#### [BRANO PROPOSTO]

- - -

È a partire da queste considerazioni che avvalendosi di un linguaggio non solo denso di contenuti, ma anche di riferimenti ad autori e a immagini di grande forza evocativa, che E. Ferrari approfondisce e descrive le esperienze psicopatologiche del panico, dell’anoressia della bulimia, della noia, della rabbia e della colpa. Alla luce di queste chiavi di lettura e della ricchezza di spunti clinici che ne accompagnano la disamina, si giunge a una profonda comprensione sia delle ragioni d’essere delle diverse patologie, che dei più ampi orizzonti culturali e degli abissi esistenziali che li accompagnano. Se fino ad ora il libro ha affrontato con la psicopatologia, il versante per cosi dire patogeno dell’ambiguità, tuttavia non è il solo ad esistere, perché vi è un terreno come il sogno, il simbolo, la creatività, dove l’ambiguità si rende necessaria non come falsificazione, quanto come capacità di rimanere insaturi, sospesi, giacenti nell’area intermedia del dubbio e dell’immaginazione. È su questo terreno che si può costruire l’alleanza terapeutica, intesa dall’autore come capacità dell’analista di fare compagnia al paziente sapendo tollerare l’ambiguità senza fretta, mostrando al paziente la perdita di paesaggio e “mostrandogli l’altra faccia dell’ansia: la pressione del desiderio, l’insorgere dell’altezza, la bellezza del nuovo, la chiamata al futuro”. Riprenderei per concludere, le parole della prefazione di E. Borgna “un libro davvero bellissimo, questo di Enrico Ferrari che si legge con la passione dell’interiorità che nasce solo dinnanzi a testi di grande valore formativo, ma anche di alta tensione morale”.

- - -

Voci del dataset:
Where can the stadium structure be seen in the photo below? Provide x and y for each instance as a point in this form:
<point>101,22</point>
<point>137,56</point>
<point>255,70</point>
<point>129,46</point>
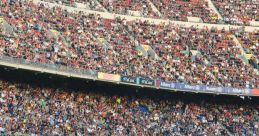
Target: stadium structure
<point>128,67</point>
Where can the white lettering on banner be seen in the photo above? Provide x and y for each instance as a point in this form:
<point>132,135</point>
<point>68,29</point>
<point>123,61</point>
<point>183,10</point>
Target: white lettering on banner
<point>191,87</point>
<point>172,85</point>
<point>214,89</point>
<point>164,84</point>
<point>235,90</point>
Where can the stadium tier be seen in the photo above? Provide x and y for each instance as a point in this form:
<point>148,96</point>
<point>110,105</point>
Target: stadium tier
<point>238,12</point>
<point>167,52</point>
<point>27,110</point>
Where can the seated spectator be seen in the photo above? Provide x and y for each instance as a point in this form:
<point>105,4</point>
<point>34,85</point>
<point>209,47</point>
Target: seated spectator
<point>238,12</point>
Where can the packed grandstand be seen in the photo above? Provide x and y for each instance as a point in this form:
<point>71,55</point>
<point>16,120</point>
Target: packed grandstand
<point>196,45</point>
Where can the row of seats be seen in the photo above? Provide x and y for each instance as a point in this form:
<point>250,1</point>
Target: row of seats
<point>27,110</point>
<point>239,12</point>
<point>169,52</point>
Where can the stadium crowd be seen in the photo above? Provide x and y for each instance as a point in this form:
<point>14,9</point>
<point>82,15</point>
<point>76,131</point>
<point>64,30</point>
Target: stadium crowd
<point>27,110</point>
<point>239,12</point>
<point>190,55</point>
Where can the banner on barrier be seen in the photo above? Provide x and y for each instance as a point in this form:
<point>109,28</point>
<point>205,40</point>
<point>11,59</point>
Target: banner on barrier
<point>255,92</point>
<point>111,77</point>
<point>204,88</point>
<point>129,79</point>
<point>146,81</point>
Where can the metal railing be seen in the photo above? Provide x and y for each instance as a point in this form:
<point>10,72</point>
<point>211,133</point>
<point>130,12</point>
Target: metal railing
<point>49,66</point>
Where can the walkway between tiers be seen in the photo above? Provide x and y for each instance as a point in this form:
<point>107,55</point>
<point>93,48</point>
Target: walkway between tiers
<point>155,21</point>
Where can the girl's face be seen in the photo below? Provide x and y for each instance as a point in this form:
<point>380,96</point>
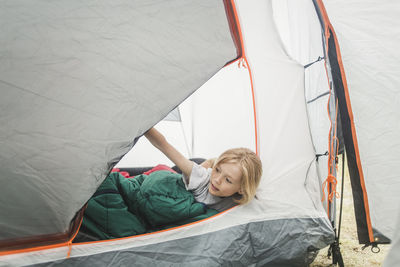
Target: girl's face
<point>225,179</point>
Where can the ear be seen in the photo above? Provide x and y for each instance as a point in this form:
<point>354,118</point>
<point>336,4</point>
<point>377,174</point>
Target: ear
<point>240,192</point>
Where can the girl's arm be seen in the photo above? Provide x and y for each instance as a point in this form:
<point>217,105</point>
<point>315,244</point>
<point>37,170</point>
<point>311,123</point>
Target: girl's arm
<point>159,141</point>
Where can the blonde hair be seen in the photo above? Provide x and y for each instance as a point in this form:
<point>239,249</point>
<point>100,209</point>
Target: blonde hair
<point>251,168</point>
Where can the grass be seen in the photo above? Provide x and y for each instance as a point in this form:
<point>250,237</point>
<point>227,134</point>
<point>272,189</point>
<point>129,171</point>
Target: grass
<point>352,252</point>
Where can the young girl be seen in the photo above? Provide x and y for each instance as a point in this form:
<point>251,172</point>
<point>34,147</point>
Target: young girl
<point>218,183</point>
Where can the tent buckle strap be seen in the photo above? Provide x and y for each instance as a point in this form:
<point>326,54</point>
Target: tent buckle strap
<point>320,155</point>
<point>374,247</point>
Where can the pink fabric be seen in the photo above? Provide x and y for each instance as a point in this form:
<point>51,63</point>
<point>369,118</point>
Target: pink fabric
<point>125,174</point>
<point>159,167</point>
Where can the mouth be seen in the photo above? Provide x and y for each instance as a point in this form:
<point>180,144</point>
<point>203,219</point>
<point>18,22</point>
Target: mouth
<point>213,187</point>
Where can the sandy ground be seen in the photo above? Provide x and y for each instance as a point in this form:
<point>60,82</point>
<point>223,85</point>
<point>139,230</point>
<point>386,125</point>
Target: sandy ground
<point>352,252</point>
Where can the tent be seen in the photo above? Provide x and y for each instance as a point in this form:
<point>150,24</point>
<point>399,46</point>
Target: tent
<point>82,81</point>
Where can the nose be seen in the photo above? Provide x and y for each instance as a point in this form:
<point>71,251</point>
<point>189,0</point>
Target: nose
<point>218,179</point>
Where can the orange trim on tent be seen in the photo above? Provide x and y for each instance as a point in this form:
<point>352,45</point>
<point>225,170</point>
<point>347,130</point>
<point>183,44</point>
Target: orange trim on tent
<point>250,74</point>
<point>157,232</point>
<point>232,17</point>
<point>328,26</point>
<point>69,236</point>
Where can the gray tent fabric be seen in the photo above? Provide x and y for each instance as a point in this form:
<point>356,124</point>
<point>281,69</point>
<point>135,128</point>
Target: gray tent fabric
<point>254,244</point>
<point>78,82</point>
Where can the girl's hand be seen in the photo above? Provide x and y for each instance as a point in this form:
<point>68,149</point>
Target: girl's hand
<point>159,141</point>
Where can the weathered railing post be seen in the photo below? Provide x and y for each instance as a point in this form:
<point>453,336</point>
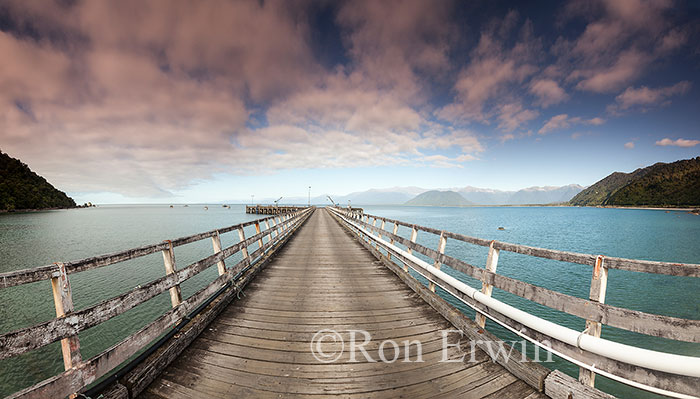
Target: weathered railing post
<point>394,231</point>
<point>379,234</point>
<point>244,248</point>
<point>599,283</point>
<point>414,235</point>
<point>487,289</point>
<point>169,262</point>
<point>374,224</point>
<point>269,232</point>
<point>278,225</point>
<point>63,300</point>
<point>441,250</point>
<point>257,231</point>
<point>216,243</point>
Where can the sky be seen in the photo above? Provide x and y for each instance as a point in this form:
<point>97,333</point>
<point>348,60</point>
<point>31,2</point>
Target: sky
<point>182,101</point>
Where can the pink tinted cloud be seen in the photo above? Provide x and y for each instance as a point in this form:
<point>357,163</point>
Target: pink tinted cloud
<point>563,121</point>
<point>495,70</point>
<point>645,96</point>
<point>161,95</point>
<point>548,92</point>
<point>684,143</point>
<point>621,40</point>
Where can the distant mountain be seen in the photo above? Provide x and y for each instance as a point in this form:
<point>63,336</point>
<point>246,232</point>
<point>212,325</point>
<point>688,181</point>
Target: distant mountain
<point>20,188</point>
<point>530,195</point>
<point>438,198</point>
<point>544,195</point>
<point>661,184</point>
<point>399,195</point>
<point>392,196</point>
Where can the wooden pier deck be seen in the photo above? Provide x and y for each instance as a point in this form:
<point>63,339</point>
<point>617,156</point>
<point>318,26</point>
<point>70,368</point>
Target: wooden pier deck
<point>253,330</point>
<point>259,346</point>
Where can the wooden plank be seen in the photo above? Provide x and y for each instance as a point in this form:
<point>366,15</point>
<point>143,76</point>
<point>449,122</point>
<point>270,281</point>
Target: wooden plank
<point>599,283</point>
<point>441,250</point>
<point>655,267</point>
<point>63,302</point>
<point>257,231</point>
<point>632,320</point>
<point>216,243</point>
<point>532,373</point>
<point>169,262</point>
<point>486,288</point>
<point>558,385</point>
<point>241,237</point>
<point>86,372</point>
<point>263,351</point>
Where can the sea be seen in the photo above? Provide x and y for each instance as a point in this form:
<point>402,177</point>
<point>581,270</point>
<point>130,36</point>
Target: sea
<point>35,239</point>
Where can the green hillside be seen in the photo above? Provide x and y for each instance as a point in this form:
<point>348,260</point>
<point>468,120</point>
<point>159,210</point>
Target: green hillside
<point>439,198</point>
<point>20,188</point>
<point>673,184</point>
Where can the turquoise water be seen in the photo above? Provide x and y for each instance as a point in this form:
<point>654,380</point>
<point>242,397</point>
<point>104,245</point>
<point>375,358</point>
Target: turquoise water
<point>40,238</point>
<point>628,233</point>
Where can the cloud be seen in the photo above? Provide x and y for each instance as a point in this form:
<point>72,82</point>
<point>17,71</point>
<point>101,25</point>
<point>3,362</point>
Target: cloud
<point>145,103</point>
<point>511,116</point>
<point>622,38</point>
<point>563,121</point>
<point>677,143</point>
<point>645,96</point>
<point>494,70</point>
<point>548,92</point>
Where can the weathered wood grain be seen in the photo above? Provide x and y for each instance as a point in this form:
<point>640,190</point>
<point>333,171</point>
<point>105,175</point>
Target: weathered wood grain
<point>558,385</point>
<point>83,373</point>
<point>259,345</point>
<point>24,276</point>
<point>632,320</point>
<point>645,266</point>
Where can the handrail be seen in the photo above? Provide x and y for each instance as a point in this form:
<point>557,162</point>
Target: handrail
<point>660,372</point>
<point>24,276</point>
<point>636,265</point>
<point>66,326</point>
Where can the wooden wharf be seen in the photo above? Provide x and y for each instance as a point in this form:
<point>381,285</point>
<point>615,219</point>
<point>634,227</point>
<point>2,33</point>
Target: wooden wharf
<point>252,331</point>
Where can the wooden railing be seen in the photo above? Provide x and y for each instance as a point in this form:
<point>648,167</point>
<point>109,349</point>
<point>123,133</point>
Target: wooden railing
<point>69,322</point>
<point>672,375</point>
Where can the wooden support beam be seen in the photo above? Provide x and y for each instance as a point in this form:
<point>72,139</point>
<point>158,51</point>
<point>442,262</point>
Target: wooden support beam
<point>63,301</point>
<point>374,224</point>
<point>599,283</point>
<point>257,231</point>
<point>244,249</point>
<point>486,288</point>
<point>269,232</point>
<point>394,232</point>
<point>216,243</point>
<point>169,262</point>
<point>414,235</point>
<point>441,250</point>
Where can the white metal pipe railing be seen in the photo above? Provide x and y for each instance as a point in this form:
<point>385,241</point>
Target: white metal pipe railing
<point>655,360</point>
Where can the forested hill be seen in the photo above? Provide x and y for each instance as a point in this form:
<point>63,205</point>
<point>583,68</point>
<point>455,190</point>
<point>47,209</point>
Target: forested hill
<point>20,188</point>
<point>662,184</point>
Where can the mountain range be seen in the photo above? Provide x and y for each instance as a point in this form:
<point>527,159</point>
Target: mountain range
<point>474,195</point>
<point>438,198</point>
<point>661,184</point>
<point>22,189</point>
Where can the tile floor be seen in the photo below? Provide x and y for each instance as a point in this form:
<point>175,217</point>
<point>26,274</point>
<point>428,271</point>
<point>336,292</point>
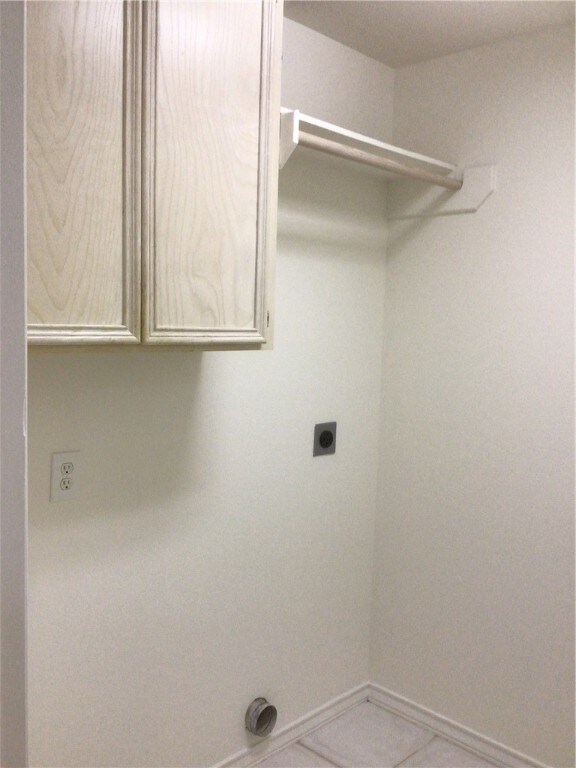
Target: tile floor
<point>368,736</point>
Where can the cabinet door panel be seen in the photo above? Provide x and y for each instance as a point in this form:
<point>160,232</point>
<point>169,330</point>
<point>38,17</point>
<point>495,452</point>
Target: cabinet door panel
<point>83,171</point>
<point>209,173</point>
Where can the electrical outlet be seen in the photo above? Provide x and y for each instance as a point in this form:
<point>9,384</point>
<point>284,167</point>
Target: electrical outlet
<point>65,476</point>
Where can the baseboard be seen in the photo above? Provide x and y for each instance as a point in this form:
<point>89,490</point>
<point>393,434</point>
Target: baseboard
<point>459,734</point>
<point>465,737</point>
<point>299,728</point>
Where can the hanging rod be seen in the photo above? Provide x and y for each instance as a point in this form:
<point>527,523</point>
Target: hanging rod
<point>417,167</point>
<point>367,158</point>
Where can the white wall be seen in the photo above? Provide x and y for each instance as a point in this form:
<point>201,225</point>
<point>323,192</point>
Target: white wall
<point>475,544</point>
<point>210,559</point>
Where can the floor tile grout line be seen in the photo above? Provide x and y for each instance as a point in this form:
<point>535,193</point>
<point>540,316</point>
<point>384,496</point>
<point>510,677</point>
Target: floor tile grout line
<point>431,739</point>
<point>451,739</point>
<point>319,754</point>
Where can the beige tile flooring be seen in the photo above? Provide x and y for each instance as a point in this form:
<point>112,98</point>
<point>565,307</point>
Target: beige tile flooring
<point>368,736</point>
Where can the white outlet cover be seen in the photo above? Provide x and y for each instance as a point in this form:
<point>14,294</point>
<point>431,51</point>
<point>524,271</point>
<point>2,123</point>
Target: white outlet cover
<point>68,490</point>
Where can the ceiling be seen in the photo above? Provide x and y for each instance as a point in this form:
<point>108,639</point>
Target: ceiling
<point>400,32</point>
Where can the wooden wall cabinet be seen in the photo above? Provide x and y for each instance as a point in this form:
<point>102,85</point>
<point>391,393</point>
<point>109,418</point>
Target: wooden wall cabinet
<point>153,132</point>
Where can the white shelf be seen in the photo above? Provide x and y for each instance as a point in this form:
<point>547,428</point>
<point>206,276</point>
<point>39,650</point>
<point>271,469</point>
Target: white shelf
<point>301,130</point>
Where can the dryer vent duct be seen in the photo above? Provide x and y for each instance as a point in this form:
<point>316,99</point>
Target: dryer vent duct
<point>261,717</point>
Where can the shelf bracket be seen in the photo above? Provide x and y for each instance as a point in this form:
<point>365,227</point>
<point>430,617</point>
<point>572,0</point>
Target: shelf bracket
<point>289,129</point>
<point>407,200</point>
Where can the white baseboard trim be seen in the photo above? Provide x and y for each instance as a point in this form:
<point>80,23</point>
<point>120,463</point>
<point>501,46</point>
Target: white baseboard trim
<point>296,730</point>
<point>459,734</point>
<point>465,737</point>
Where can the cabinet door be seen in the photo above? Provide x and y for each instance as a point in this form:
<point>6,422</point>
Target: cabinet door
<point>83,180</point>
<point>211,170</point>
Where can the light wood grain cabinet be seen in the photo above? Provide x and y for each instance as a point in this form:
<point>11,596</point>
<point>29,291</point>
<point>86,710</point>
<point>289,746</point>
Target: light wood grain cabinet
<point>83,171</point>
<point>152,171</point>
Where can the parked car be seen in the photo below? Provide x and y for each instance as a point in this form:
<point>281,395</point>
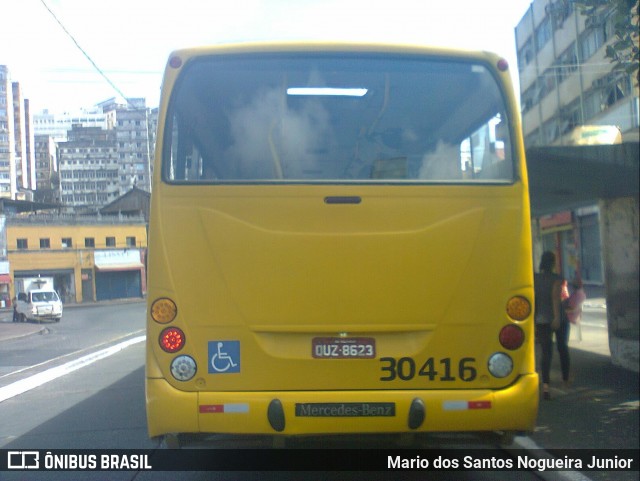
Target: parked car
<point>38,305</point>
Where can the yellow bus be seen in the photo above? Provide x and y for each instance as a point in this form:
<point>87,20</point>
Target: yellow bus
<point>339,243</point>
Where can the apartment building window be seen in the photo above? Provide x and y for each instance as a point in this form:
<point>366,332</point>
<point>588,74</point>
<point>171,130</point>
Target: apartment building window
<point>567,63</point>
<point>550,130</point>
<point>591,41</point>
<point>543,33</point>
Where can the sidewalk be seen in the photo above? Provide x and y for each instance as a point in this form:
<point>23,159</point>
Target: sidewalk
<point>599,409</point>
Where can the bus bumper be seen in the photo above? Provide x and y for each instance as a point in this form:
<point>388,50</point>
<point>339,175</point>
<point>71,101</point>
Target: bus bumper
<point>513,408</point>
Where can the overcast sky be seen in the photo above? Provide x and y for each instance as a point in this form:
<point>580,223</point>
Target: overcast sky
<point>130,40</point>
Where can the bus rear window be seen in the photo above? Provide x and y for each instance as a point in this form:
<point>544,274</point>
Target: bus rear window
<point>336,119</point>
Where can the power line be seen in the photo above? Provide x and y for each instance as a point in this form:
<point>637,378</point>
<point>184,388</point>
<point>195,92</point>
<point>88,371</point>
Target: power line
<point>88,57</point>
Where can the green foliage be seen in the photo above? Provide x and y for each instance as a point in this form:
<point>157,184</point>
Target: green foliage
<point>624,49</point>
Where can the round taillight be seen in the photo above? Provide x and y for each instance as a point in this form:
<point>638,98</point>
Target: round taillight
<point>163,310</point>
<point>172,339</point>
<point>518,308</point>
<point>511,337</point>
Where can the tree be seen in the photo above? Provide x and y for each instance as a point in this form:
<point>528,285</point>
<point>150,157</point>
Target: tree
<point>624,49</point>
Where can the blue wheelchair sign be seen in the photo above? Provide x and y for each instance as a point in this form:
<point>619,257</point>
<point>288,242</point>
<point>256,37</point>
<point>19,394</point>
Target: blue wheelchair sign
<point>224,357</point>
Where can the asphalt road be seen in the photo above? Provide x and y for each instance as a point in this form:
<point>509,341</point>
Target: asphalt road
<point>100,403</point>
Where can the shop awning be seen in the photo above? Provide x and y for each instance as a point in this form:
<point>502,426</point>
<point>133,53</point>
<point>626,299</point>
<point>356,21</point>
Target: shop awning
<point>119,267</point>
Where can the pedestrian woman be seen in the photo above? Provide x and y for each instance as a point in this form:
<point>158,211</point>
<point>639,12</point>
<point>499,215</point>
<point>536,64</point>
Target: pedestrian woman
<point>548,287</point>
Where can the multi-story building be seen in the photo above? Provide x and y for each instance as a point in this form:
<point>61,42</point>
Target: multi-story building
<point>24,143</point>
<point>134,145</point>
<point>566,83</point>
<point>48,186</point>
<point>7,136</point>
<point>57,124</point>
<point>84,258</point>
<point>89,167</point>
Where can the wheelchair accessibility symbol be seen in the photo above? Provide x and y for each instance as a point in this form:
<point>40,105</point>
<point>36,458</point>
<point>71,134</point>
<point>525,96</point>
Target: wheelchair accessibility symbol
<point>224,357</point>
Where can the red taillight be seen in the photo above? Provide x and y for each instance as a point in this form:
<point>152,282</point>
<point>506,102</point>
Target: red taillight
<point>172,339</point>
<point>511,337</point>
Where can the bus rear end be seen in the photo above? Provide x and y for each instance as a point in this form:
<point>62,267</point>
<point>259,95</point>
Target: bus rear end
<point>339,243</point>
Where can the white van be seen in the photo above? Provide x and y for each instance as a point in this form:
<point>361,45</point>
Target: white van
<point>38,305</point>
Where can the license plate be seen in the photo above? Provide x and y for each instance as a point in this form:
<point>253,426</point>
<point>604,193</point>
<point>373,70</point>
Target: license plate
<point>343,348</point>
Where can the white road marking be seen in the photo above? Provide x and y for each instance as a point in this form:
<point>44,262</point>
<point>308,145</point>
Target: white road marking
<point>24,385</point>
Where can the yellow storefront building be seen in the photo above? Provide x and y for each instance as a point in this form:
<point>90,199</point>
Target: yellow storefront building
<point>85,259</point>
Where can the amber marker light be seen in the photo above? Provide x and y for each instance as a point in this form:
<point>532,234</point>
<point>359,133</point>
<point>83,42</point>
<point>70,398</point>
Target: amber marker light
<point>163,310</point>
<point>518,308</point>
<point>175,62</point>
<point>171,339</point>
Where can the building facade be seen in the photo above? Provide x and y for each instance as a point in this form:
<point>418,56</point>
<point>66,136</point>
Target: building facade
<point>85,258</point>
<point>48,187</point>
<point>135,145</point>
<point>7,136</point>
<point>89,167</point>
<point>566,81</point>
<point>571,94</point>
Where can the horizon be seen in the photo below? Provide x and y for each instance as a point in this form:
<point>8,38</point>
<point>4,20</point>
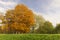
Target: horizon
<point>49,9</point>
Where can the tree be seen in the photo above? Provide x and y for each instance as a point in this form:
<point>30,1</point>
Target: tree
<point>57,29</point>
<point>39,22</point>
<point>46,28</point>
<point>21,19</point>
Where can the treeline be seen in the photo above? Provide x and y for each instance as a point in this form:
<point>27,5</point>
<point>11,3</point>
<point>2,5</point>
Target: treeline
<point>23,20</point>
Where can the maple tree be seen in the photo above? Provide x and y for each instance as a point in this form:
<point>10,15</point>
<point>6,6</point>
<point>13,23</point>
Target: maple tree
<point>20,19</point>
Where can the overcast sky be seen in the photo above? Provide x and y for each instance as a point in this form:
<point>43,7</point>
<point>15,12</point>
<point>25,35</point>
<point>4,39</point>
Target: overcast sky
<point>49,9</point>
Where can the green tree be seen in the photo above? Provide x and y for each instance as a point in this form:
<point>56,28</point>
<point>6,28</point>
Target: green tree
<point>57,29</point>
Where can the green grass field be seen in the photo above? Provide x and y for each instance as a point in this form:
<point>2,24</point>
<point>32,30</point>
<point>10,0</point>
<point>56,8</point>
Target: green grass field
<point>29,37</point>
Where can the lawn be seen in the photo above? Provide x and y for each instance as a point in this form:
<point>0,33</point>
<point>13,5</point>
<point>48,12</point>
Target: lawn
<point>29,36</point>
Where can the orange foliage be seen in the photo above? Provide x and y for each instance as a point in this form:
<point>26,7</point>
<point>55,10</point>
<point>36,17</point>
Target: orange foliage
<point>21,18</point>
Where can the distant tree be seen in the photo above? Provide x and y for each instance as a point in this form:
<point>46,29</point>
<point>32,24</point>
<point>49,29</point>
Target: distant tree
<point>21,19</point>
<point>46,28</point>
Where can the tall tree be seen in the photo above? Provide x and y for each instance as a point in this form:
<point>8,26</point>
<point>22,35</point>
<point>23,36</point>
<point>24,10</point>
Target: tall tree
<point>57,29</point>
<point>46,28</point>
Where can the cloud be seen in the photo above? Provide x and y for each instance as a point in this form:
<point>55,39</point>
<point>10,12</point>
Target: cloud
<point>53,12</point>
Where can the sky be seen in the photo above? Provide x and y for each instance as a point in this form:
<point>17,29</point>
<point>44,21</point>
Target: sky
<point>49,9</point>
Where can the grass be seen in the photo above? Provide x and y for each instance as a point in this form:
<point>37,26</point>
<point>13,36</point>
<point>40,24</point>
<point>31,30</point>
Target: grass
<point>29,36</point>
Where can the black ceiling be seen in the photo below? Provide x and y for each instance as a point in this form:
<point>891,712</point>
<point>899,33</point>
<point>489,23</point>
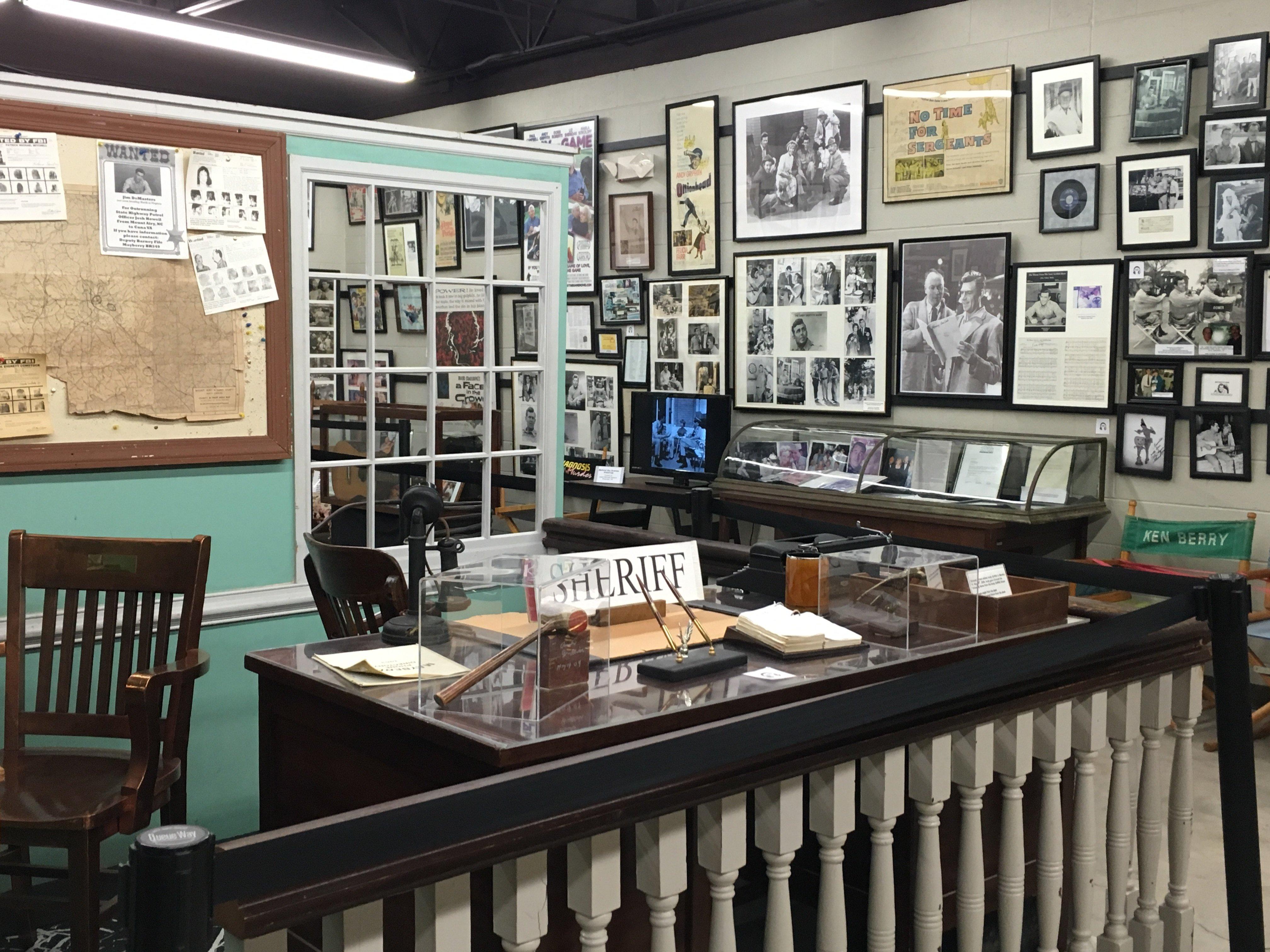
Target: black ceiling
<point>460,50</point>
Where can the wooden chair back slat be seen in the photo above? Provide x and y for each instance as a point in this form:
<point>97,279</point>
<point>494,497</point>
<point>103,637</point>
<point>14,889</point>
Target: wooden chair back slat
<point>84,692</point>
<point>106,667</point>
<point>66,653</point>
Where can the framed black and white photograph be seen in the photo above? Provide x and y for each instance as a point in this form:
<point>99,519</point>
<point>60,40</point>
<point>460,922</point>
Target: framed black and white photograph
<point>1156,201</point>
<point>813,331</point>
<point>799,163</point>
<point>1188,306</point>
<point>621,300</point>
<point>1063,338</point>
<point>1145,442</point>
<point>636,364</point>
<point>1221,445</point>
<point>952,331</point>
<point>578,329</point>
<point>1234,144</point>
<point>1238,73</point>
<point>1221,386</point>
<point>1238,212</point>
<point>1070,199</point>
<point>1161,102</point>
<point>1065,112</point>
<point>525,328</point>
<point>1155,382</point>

- - -

#### [IL COMPITO]
Nel brano sul libro di Enrico Ferrari, chi è l'autore della prefazione citata nella conclusione?

#### [SOLUZIONE]
La prefazione è di E. Borgna.